What to work on ▸ Please recast every one of the records below as a numbered list, dropping blank lines and leaving the pictures out of your answer.

-- begin Provided information --

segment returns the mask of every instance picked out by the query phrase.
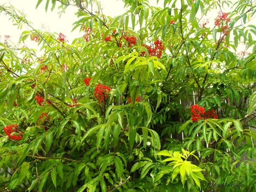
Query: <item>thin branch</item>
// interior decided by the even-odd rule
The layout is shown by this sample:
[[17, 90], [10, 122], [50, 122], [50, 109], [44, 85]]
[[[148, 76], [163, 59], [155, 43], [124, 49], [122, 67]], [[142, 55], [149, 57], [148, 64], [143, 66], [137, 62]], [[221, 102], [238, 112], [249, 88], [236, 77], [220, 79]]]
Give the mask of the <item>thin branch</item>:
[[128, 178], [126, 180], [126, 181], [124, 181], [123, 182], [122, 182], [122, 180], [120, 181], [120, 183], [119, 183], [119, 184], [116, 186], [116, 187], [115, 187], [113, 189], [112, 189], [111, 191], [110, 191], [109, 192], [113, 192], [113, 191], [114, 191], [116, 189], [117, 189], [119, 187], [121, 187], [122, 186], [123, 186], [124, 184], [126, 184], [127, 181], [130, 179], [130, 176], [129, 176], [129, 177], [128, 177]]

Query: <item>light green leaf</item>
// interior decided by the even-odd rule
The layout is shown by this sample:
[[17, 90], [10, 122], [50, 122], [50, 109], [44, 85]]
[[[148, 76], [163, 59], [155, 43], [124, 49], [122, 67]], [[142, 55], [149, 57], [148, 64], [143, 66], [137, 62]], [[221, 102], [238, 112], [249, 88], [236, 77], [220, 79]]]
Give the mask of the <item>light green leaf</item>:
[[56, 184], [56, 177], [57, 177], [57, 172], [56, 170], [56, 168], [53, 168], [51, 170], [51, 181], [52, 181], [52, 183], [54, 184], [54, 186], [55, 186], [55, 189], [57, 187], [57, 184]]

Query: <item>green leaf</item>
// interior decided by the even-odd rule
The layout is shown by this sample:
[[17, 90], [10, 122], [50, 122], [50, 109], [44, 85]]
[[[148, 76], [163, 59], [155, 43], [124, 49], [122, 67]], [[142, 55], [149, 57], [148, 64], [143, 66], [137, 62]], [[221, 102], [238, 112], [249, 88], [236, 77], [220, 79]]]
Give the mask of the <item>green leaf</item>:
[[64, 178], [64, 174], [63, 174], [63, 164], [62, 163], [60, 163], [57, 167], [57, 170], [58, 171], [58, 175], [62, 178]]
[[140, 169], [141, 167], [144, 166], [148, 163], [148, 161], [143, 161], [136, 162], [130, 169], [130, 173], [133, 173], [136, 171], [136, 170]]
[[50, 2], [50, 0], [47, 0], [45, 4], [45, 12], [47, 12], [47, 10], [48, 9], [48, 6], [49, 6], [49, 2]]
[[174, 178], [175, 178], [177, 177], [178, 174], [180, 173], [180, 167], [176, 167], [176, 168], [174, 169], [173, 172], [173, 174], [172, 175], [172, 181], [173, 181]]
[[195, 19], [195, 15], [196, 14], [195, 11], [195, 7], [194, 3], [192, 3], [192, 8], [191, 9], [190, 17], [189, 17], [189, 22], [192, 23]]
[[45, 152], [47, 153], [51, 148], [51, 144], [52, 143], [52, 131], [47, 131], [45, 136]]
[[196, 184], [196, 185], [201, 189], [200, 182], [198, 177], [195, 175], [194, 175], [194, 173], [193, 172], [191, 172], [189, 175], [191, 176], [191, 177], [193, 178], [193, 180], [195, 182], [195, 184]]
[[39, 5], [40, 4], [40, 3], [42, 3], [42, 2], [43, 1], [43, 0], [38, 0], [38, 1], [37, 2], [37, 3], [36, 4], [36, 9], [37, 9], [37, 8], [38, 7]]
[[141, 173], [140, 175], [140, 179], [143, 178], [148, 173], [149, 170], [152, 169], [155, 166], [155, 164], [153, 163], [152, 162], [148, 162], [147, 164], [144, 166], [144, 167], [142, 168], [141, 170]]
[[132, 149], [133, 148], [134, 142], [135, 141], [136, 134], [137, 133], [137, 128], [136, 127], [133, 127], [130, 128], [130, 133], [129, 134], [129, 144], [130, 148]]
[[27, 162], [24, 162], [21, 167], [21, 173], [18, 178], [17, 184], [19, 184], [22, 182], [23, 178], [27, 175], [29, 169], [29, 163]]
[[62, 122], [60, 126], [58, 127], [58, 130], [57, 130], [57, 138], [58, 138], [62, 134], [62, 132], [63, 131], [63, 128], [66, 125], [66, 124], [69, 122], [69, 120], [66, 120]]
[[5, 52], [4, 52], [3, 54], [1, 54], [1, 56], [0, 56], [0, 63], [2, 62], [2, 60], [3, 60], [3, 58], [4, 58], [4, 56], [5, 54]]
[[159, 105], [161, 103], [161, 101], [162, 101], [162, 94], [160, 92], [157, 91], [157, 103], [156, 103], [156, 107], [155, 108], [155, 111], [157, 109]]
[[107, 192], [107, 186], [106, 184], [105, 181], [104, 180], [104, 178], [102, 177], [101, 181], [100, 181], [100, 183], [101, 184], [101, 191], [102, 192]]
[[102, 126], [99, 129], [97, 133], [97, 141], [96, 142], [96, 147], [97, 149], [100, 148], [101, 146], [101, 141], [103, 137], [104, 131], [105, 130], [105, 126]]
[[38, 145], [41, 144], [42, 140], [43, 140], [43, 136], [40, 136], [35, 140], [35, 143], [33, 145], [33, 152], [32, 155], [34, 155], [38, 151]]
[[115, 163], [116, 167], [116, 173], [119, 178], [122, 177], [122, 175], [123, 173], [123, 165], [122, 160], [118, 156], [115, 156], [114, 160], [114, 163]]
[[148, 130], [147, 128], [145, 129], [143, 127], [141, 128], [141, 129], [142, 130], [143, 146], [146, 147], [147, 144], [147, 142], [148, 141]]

-- end Provided information --

Result ▸
1. segment returns the mask of every instance picked out by the query phrase.
2. Query: <item>thin branch</item>
3. // interior decided by the even-odd rule
4. The layout is shown by this sample:
5. [[17, 90], [10, 122], [50, 122], [50, 109], [44, 85]]
6. [[[148, 76], [163, 59], [155, 43], [124, 49], [122, 67]], [[142, 55], [149, 57], [148, 64], [143, 66], [137, 62]], [[221, 102], [238, 112], [249, 88], [236, 77], [220, 79]]]
7. Give the mask of the <item>thin branch</item>:
8. [[128, 178], [126, 180], [126, 181], [124, 181], [123, 182], [122, 182], [122, 180], [120, 181], [120, 183], [119, 183], [119, 184], [116, 186], [116, 187], [115, 187], [113, 189], [112, 189], [111, 191], [110, 191], [109, 192], [113, 192], [113, 191], [114, 191], [116, 189], [117, 189], [119, 187], [121, 187], [122, 186], [123, 186], [124, 184], [126, 184], [127, 181], [130, 179], [130, 176], [129, 176], [129, 177], [128, 177]]
9. Query: <item>light green leaf</item>
10. // interior decided by the even-odd rule
11. The layout is shown by this sample:
12. [[17, 90], [10, 122], [50, 122], [50, 109], [44, 85]]
13. [[[148, 76], [163, 59], [155, 43], [124, 49], [122, 67]], [[142, 55], [149, 57], [148, 64], [143, 66], [137, 62]], [[221, 102], [238, 112], [249, 88], [236, 77], [220, 79]]]
14. Give the mask of the <item>light green leaf</item>:
15. [[56, 184], [56, 177], [57, 177], [57, 172], [56, 170], [56, 168], [53, 168], [51, 170], [51, 181], [52, 181], [52, 183], [54, 184], [54, 186], [55, 186], [55, 189], [57, 187], [57, 184]]
16. Query: <item>green leaf</item>
17. // interior decided by the even-odd rule
18. The layout is shown by this sample:
19. [[17, 90], [10, 122], [50, 122], [50, 109], [44, 85]]
20. [[[148, 76], [163, 59], [155, 43], [124, 49], [122, 67]], [[142, 55], [149, 57], [148, 64], [143, 66], [137, 62]], [[221, 102], [238, 112], [249, 88], [236, 77], [220, 79]]]
21. Give the mask of the <item>green leaf</item>:
22. [[64, 178], [64, 174], [63, 174], [63, 164], [62, 163], [60, 163], [57, 167], [57, 170], [58, 171], [58, 175], [62, 178]]
23. [[140, 169], [141, 167], [144, 166], [148, 163], [148, 161], [143, 161], [136, 162], [130, 169], [130, 173], [133, 173], [136, 171], [136, 170]]
24. [[50, 2], [50, 0], [47, 0], [45, 4], [45, 12], [47, 12], [47, 10], [48, 9], [48, 6], [49, 6], [49, 2]]
25. [[174, 178], [175, 178], [177, 177], [178, 174], [180, 173], [180, 167], [176, 167], [176, 168], [174, 169], [173, 172], [173, 174], [172, 175], [172, 181], [173, 181]]
26. [[195, 19], [195, 15], [196, 14], [195, 11], [195, 7], [194, 3], [192, 3], [192, 8], [191, 9], [190, 17], [189, 17], [189, 22], [192, 23]]
27. [[45, 152], [47, 153], [51, 148], [51, 144], [52, 143], [52, 131], [47, 131], [45, 136]]
28. [[196, 184], [196, 185], [201, 189], [200, 182], [198, 177], [195, 175], [194, 175], [194, 173], [193, 172], [191, 172], [189, 175], [191, 176], [191, 177], [193, 178], [193, 180], [195, 182], [195, 184]]
29. [[39, 5], [40, 4], [40, 3], [42, 3], [42, 2], [43, 1], [43, 0], [38, 0], [38, 1], [37, 2], [37, 3], [36, 4], [36, 9], [37, 9], [37, 8], [38, 7]]
30. [[141, 173], [140, 175], [140, 179], [143, 178], [148, 173], [149, 170], [152, 169], [155, 166], [155, 164], [153, 163], [152, 162], [148, 162], [147, 164], [144, 166], [144, 167], [142, 168], [141, 170]]
31. [[132, 149], [133, 148], [134, 142], [135, 141], [136, 134], [137, 133], [137, 128], [136, 127], [133, 127], [130, 128], [130, 133], [129, 134], [129, 144], [130, 148]]
32. [[27, 162], [24, 162], [21, 167], [21, 173], [18, 178], [17, 184], [19, 184], [22, 182], [23, 178], [27, 175], [29, 169], [29, 163]]
33. [[62, 122], [60, 126], [58, 127], [58, 130], [57, 130], [57, 138], [58, 138], [62, 134], [62, 132], [63, 131], [63, 128], [66, 125], [66, 124], [69, 122], [69, 120], [66, 120]]
34. [[5, 52], [4, 52], [3, 54], [1, 54], [1, 56], [0, 56], [0, 63], [2, 62], [2, 60], [3, 60], [3, 58], [4, 58], [4, 56], [5, 54]]
35. [[159, 105], [161, 103], [161, 101], [162, 101], [162, 94], [160, 92], [157, 91], [157, 103], [156, 103], [156, 107], [155, 108], [155, 111], [157, 109]]
36. [[107, 192], [107, 186], [106, 184], [105, 181], [104, 180], [104, 178], [102, 177], [101, 181], [100, 181], [100, 183], [101, 184], [101, 191], [102, 192]]
37. [[102, 126], [99, 129], [97, 133], [97, 141], [96, 142], [96, 147], [97, 149], [100, 148], [101, 146], [101, 141], [103, 137], [104, 131], [105, 130], [105, 126]]
38. [[38, 145], [41, 144], [42, 140], [43, 140], [43, 136], [40, 136], [35, 140], [35, 143], [33, 145], [33, 152], [32, 155], [34, 155], [38, 151]]
39. [[115, 163], [116, 167], [116, 173], [119, 178], [122, 177], [122, 175], [123, 173], [123, 165], [122, 160], [118, 156], [115, 156], [114, 160], [114, 163]]
40. [[148, 130], [147, 128], [145, 129], [143, 127], [141, 128], [141, 129], [142, 130], [143, 146], [146, 147], [147, 144], [147, 142], [148, 141]]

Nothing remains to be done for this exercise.